## TASK GOAL
Would you set down each line of the data below exactly?

□ □ □ □ □ □ □

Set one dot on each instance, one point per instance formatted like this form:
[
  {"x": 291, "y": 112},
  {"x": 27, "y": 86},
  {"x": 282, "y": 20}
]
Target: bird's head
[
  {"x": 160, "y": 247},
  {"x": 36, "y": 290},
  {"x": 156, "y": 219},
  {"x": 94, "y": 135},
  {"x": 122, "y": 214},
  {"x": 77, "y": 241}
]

□ □ □ □ □ □ □

## TASK RESULT
Set one dot on each instance, one point per instance formatted like this form:
[
  {"x": 291, "y": 112},
  {"x": 27, "y": 86},
  {"x": 282, "y": 20}
]
Target: bird's head
[
  {"x": 160, "y": 247},
  {"x": 36, "y": 290},
  {"x": 156, "y": 219},
  {"x": 94, "y": 135},
  {"x": 122, "y": 214},
  {"x": 77, "y": 241}
]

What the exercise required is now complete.